*Saved data entries:*
= = =
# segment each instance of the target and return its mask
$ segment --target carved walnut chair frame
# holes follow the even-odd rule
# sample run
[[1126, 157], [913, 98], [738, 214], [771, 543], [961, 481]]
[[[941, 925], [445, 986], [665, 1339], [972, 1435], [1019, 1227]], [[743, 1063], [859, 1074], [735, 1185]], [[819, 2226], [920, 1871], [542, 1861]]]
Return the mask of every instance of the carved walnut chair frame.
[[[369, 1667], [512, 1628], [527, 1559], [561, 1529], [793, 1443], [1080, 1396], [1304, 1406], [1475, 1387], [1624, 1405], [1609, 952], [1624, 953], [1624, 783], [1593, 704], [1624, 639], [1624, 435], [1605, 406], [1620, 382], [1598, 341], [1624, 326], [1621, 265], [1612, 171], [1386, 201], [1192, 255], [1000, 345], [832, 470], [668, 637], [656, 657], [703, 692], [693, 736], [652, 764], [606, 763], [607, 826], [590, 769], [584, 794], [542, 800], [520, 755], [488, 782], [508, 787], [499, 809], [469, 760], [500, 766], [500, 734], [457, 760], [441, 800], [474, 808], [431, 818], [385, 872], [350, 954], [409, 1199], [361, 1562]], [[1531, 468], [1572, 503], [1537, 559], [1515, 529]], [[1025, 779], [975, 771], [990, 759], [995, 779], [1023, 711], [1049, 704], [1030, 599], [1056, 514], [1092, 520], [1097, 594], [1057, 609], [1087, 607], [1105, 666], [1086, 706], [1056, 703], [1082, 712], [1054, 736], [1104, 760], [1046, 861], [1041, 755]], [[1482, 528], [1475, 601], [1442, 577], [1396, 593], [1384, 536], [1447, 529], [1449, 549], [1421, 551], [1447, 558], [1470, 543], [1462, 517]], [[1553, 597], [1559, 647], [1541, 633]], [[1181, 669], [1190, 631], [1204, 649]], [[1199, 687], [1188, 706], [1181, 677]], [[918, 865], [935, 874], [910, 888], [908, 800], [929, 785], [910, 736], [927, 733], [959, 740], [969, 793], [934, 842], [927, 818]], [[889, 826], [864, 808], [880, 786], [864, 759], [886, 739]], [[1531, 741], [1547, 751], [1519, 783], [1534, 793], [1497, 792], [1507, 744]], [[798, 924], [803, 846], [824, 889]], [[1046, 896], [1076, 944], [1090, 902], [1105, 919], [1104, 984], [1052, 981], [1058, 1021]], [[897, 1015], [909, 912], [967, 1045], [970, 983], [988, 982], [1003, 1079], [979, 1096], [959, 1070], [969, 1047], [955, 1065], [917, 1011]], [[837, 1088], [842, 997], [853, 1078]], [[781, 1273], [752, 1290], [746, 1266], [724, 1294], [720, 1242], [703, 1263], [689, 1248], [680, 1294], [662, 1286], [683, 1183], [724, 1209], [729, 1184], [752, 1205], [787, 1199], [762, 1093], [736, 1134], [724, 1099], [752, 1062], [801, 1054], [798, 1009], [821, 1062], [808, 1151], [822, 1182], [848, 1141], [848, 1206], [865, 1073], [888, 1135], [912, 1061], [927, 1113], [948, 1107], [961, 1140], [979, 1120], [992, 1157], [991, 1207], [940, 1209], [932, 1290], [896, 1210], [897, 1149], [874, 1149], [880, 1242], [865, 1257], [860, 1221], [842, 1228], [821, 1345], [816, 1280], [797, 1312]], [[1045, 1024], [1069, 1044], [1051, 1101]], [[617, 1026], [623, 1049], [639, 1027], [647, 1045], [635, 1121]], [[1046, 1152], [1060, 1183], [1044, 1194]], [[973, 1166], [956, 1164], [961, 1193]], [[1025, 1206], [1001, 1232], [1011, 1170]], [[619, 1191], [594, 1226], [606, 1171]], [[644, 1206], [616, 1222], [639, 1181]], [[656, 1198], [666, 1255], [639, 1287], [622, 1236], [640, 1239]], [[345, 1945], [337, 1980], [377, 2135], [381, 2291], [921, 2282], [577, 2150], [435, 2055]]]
= = =
*What is being asked:*
Set down, exactly as they stand above, the lines starting with the line with "# sample run" and going on through the line with "1871], [542, 1861]]]", and no others.

*Written solution:*
# sample run
[[1126, 157], [913, 98], [738, 214], [771, 543], [961, 481]]
[[[941, 925], [445, 986], [665, 1339], [972, 1435], [1019, 1227]], [[743, 1063], [859, 1074], [735, 1185]], [[819, 2226], [920, 1871], [542, 1861]]]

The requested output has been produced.